RECORDS FOR THIS TASK:
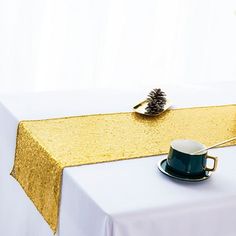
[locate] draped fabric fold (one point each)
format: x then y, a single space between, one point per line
45 147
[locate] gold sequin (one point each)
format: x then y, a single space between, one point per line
45 147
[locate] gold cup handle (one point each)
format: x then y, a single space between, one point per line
215 159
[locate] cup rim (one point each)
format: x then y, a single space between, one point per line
189 141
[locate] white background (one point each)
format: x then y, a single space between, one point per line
73 44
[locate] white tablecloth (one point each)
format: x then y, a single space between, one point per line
123 198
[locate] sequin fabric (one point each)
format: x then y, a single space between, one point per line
45 147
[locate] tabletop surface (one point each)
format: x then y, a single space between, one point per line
144 186
130 189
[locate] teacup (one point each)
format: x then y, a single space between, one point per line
181 161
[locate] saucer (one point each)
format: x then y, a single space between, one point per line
162 166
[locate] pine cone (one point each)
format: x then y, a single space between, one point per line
156 102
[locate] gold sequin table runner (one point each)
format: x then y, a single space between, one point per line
45 147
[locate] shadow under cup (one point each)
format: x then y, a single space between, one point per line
181 161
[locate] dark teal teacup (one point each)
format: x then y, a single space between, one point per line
181 161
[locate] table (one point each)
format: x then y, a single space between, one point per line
124 198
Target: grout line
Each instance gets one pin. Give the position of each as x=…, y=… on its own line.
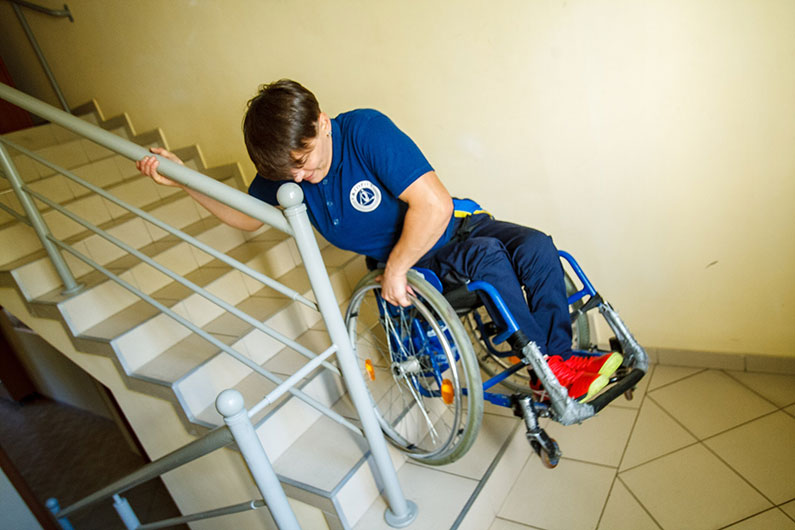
x=736, y=472
x=650, y=374
x=643, y=507
x=484, y=479
x=728, y=373
x=750, y=517
x=699, y=371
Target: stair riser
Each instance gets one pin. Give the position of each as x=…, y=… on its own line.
x=200, y=387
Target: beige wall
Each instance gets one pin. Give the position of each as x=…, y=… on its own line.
x=654, y=139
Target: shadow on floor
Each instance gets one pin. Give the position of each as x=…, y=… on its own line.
x=68, y=453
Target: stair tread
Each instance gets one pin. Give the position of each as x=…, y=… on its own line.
x=322, y=465
x=175, y=362
x=283, y=364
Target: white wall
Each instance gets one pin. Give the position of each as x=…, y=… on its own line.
x=654, y=139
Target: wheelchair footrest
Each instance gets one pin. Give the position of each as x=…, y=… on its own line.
x=613, y=392
x=544, y=446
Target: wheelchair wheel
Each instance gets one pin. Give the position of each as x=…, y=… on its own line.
x=420, y=369
x=496, y=358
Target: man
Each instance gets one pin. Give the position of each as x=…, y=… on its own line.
x=369, y=189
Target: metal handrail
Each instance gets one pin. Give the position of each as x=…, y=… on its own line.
x=59, y=13
x=215, y=439
x=276, y=286
x=16, y=4
x=295, y=222
x=184, y=175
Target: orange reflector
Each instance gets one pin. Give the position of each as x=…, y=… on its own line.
x=368, y=365
x=447, y=391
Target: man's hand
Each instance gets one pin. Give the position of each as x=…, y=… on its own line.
x=148, y=166
x=395, y=288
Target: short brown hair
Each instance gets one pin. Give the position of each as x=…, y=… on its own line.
x=280, y=122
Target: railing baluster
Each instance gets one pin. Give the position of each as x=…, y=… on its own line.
x=400, y=512
x=37, y=222
x=126, y=512
x=231, y=406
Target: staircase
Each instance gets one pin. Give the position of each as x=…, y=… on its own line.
x=156, y=355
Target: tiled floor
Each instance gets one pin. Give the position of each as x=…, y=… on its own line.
x=696, y=449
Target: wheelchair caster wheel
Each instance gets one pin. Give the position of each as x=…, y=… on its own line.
x=549, y=457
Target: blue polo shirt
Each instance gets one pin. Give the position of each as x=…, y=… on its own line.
x=356, y=206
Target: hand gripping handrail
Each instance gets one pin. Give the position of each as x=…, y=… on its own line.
x=294, y=222
x=184, y=175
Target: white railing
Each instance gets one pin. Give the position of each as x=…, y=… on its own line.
x=293, y=221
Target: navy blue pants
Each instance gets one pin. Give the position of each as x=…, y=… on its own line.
x=512, y=257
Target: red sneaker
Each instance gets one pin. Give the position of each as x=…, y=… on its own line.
x=581, y=385
x=604, y=364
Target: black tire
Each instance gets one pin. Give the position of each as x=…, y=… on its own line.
x=405, y=375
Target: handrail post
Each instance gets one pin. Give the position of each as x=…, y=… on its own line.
x=35, y=44
x=55, y=508
x=231, y=406
x=126, y=513
x=70, y=284
x=400, y=512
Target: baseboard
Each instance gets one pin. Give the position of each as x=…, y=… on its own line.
x=744, y=362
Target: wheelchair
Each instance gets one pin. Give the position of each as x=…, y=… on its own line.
x=423, y=363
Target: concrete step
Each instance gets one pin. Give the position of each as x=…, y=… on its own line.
x=37, y=278
x=146, y=349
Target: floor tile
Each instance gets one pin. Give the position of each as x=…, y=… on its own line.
x=600, y=440
x=502, y=524
x=664, y=375
x=764, y=453
x=693, y=489
x=492, y=435
x=655, y=434
x=780, y=389
x=774, y=518
x=543, y=497
x=710, y=402
x=622, y=512
x=439, y=496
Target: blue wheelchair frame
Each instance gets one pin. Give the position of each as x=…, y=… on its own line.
x=424, y=339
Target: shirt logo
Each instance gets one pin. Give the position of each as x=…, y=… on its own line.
x=365, y=196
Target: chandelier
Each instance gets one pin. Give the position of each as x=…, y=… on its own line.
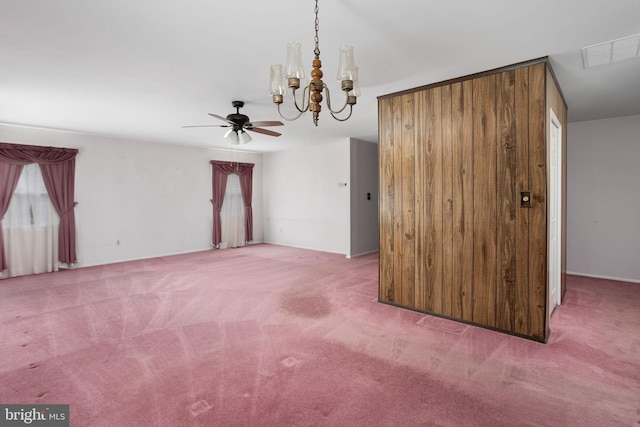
x=293, y=73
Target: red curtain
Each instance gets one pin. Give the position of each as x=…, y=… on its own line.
x=220, y=172
x=58, y=171
x=9, y=176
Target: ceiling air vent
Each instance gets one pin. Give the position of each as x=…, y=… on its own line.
x=611, y=51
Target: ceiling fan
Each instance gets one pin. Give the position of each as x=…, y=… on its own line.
x=239, y=123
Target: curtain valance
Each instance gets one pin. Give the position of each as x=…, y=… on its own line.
x=18, y=154
x=232, y=167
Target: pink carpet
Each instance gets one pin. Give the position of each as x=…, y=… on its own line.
x=274, y=336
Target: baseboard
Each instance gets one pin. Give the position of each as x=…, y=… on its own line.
x=363, y=253
x=596, y=276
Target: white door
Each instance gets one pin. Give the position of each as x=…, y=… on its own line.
x=555, y=206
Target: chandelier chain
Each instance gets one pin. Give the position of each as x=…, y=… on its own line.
x=316, y=51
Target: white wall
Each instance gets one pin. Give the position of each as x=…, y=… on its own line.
x=364, y=212
x=304, y=206
x=139, y=199
x=603, y=198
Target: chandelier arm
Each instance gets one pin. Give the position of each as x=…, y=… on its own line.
x=289, y=118
x=329, y=103
x=305, y=101
x=346, y=118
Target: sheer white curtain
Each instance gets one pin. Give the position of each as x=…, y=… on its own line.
x=232, y=214
x=30, y=227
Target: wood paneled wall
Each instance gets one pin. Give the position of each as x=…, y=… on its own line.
x=454, y=240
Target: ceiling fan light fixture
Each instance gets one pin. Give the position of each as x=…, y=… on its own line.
x=232, y=136
x=244, y=137
x=312, y=97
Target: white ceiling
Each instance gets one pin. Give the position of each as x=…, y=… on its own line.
x=140, y=69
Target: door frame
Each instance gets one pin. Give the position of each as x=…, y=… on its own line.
x=554, y=270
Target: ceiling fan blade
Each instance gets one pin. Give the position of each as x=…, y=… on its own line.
x=224, y=119
x=264, y=131
x=206, y=126
x=267, y=123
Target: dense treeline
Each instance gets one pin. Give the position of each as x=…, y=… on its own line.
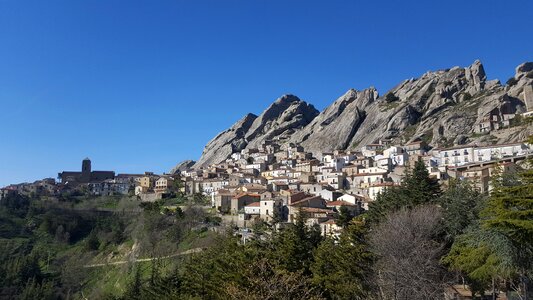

WHAT THE EXERCISE ASKS: Render each line of the material above as a Markdown table with the columns Row and Line, numbering the rows in order. Skip blank lines and leave the pictures out.

TASK OUTPUT:
| Row | Line |
|---|---|
| 1 | [locate] draped fabric fold (one point each) |
| 2 | format: x then y, a single space between, one point per line |
| 3 | 45 147 |
| 4 | [locate] gold sequin (one point each) |
| 5 | format: x then y, a single space between, one point per line |
| 6 | 45 147 |
| 7 | [locate] gold cup handle (one point each) |
| 8 | format: x then y, a single space between, one point per line |
| 9 | 215 159 |
| 10 | [locate] cup rim (one point each) |
| 11 | format: x then y, a single space between, one point per line |
| 12 | 189 141 |
| 13 | [locate] white background (one point each) |
| 14 | format: x then y, a single space between, one point per line |
| 15 | 73 44 |
| 16 | [locate] white tablecloth (one point each) |
| 17 | format: x then y, a single space between, one point per line |
| 18 | 123 198 |
| 19 | [locate] sequin fabric (one point each) |
| 20 | format: x then y, a single space between, one point per line |
| 21 | 45 147 |
| 22 | [locate] tabletop surface (one point each) |
| 23 | format: x then y, a single space between, one point per line |
| 24 | 144 186 |
| 25 | 130 189 |
| 26 | [locate] teacup (one point each) |
| 27 | format: x then y, a single space between, one point per line |
| 28 | 181 161 |
| 29 | [locate] saucer (one point each) |
| 30 | format: x then y, a single space between, one point per line |
| 31 | 162 166 |
| 32 | [locate] pine cone (one point each) |
| 33 | format: x then y, a single space between, one point per line |
| 34 | 156 102 |
| 35 | [locate] gold sequin table runner (one point each) |
| 36 | format: x then y, a single space between, one point per line |
| 37 | 45 147 |
| 38 | [locate] shadow under cup (one point each) |
| 39 | format: x then y, a single space between, one point per line |
| 40 | 181 161 |
| 41 | [locate] dark teal teacup (one point each) |
| 42 | format: x then y, a single space between, one point per line |
| 43 | 181 161 |
| 44 | [locate] table (one point each) |
| 45 | format: x then y, a single space between, one point per line |
| 46 | 124 198 |
| 47 | Target: grout line |
| 48 | Each instance gets one pin. Give the position of each as x=…, y=… on its own line. |
| 49 | x=736, y=472 |
| 50 | x=650, y=374 |
| 51 | x=643, y=507 |
| 52 | x=484, y=479 |
| 53 | x=728, y=373 |
| 54 | x=750, y=517 |
| 55 | x=699, y=371 |
| 56 | Target: stair riser |
| 57 | Each instance gets one pin. Give the position of each as x=…, y=… on its own line. |
| 58 | x=200, y=387 |
| 59 | Target: beige wall |
| 60 | Each instance gets one pin. Give the position of each as x=…, y=… on its own line. |
| 61 | x=654, y=139 |
| 62 | Target: shadow on floor |
| 63 | Each instance gets one pin. Give the position of each as x=…, y=… on its own line. |
| 64 | x=68, y=453 |
| 65 | Target: stair tread |
| 66 | Each instance gets one pin. Give the position of each as x=…, y=… on its own line. |
| 67 | x=322, y=465 |
| 68 | x=175, y=362 |
| 69 | x=283, y=364 |
| 70 | Target: white wall |
| 71 | Each instance gets one pin. Give the position of each as x=…, y=… on its own line. |
| 72 | x=654, y=139 |
| 73 | Target: wheelchair footrest |
| 74 | Each instance gets one pin. Give the position of each as x=…, y=… on its own line. |
| 75 | x=613, y=392 |
| 76 | x=544, y=446 |
| 77 | Target: wheelchair wheel |
| 78 | Each instance gets one pin. Give the position of each as x=…, y=… on its own line. |
| 79 | x=420, y=369 |
| 80 | x=496, y=358 |
| 81 | Target: man |
| 82 | Each instance gets one pin. Give the position of each as x=…, y=… on its own line. |
| 83 | x=369, y=189 |
| 84 | Target: metal handrail |
| 85 | Each instance gets one pin. Give the position of each as x=…, y=… on its own line. |
| 86 | x=59, y=13 |
| 87 | x=215, y=439 |
| 88 | x=276, y=286 |
| 89 | x=16, y=4 |
| 90 | x=295, y=222 |
| 91 | x=184, y=175 |
| 92 | Target: orange reflector |
| 93 | Each instance gets one pin. Give the position of each as x=…, y=… on its own line. |
| 94 | x=368, y=365 |
| 95 | x=447, y=391 |
| 96 | Target: man's hand |
| 97 | Each instance gets one pin. Give the position of each as x=…, y=… on its own line. |
| 98 | x=148, y=166 |
| 99 | x=395, y=288 |
| 100 | Target: short brown hair |
| 101 | Each instance gets one pin. Give the position of each as x=…, y=… on its own line. |
| 102 | x=280, y=122 |
| 103 | Target: railing baluster |
| 104 | Each instance gets one pin. Give the position of each as x=…, y=… on its own line. |
| 105 | x=400, y=512 |
| 106 | x=37, y=222 |
| 107 | x=126, y=512 |
| 108 | x=231, y=406 |
| 109 | Target: staircase |
| 110 | Each instance gets one pin. Give the position of each as x=…, y=… on its own line. |
| 111 | x=156, y=355 |
| 112 | Target: tiled floor |
| 113 | Each instance gets one pin. Give the position of each as x=…, y=… on its own line. |
| 114 | x=696, y=449 |
| 115 | Target: wheelchair caster wheel |
| 116 | Each instance gets one pin. Give the position of each as x=…, y=… on its own line. |
| 117 | x=549, y=457 |
| 118 | Target: blue polo shirt |
| 119 | Each instance gets one pin. Give the position of each as x=…, y=… on its own line. |
| 120 | x=356, y=206 |
| 121 | Target: hand gripping handrail |
| 122 | Each instance gets one pin. Give the position of each as x=…, y=… on its own line. |
| 123 | x=294, y=222 |
| 124 | x=184, y=175 |
| 125 | Target: white railing |
| 126 | Each instance gets one pin. Give the position of each as x=…, y=… on its own line. |
| 127 | x=293, y=221 |
| 128 | Target: navy blue pants |
| 129 | Each instance gets one pin. Give the position of each as x=…, y=… on its own line. |
| 130 | x=512, y=257 |
| 131 | Target: red sneaker |
| 132 | Each instance gets one pin. Give the position of each as x=…, y=… on its own line. |
| 133 | x=581, y=385 |
| 134 | x=604, y=364 |
| 135 | Target: black tire |
| 136 | Each instance gets one pin. Give the position of each as x=…, y=… on its own line. |
| 137 | x=405, y=375 |
| 138 | Target: handrail post |
| 139 | Each instance gets one pin. Give the position of each as x=…, y=… on its own line. |
| 140 | x=35, y=44 |
| 141 | x=55, y=508 |
| 142 | x=231, y=406 |
| 143 | x=126, y=513 |
| 144 | x=70, y=284 |
| 145 | x=400, y=512 |
| 146 | Target: baseboard |
| 147 | Each instance gets one pin. Give the position of each as x=…, y=… on its own line. |
| 148 | x=744, y=362 |
| 149 | Target: wheelchair |
| 150 | Each instance gets one pin. Give the position of each as x=…, y=… on its own line. |
| 151 | x=423, y=363 |
| 152 | Target: concrete step |
| 153 | Each instance gets one pin. Give the position of each as x=…, y=… on its own line. |
| 154 | x=37, y=278 |
| 155 | x=146, y=349 |
| 156 | Target: floor tile |
| 157 | Each instance gets one pin. Give the position of each as x=…, y=… on its own line. |
| 158 | x=600, y=440 |
| 159 | x=502, y=524 |
| 160 | x=664, y=375 |
| 161 | x=764, y=453 |
| 162 | x=693, y=489 |
| 163 | x=492, y=435 |
| 164 | x=655, y=434 |
| 165 | x=780, y=389 |
| 166 | x=774, y=518 |
| 167 | x=543, y=497 |
| 168 | x=710, y=402 |
| 169 | x=622, y=512 |
| 170 | x=439, y=496 |
| 171 | Target: blue wheelchair frame |
| 172 | Each instance gets one pin. Give the position of each as x=…, y=… on its own line. |
| 173 | x=424, y=339 |
| 174 | Target: shirt logo |
| 175 | Each instance gets one pin. Give the position of each as x=…, y=… on its own line. |
| 176 | x=365, y=196 |
| 177 | Target: chandelier |
| 178 | Each instance gets one pin. Give the position of each as x=…, y=… on its own line. |
| 179 | x=293, y=73 |
| 180 | Target: red curtain |
| 181 | Each instance gets one pin. Give the position of each as x=…, y=… on its own line. |
| 182 | x=220, y=172 |
| 183 | x=58, y=171 |
| 184 | x=9, y=176 |
| 185 | Target: ceiling air vent |
| 186 | Each instance gets one pin. Give the position of each as x=…, y=… on its own line. |
| 187 | x=611, y=51 |
| 188 | Target: ceiling fan |
| 189 | Each instance gets one pin. Give the position of each as x=…, y=… on its own line. |
| 190 | x=239, y=123 |
| 191 | Target: curtain valance |
| 192 | Each instance gets one pin. Give the position of each as x=…, y=… on its own line. |
| 193 | x=18, y=154 |
| 194 | x=232, y=167 |
| 195 | Target: pink carpet |
| 196 | Each instance gets one pin. Give the position of each as x=…, y=… on its own line. |
| 197 | x=274, y=336 |
| 198 | Target: baseboard |
| 199 | Each instance gets one pin. Give the position of each as x=…, y=… on its own line. |
| 200 | x=363, y=253 |
| 201 | x=596, y=276 |
| 202 | Target: white door |
| 203 | Each instance gets one pin. Give the position of each as x=…, y=… on its own line. |
| 204 | x=555, y=206 |
| 205 | Target: chandelier chain |
| 206 | Each instance gets one pin. Give the position of each as x=…, y=… on its own line. |
| 207 | x=316, y=51 |
| 208 | Target: white wall |
| 209 | Each instance gets one pin. Give the position of each as x=…, y=… on its own line. |
| 210 | x=364, y=212 |
| 211 | x=304, y=206 |
| 212 | x=139, y=199 |
| 213 | x=603, y=198 |
| 214 | Target: chandelier arm |
| 215 | Each instance gets one pin. Give the position of each as x=…, y=… on its own line. |
| 216 | x=289, y=118 |
| 217 | x=329, y=103 |
| 218 | x=305, y=101 |
| 219 | x=346, y=118 |
| 220 | Target: sheer white curtain |
| 221 | Each instance gets one pin. Give the position of each as x=…, y=… on its own line. |
| 222 | x=232, y=214 |
| 223 | x=30, y=227 |
| 224 | Target: wood paneled wall |
| 225 | Each instance gets one pin. Give the position of each as x=…, y=… on its own line. |
| 226 | x=454, y=240 |
| 227 | Target: ceiling fan light fixture |
| 228 | Each instance gets one pin. Give the position of each as x=…, y=… on its own line. |
| 229 | x=232, y=136 |
| 230 | x=244, y=137 |
| 231 | x=312, y=97 |
| 232 | Target: white ceiling |
| 233 | Each instance gets one pin. Give the position of each as x=…, y=… on its own line. |
| 234 | x=140, y=69 |
| 235 | Target: door frame |
| 236 | Each instance gets one pin. Give the position of each as x=…, y=… on its own line. |
| 237 | x=554, y=270 |
| 238 | Target: ceiling fan blade |
| 239 | Each instance gets one pin. Give the position of each as x=…, y=… on its own line. |
| 240 | x=224, y=119 |
| 241 | x=264, y=131 |
| 242 | x=206, y=126 |
| 243 | x=267, y=123 |
| 244 | Target: dense treeline |
| 245 | Each instance gets one pin. Give the position of each as x=…, y=… on its own line. |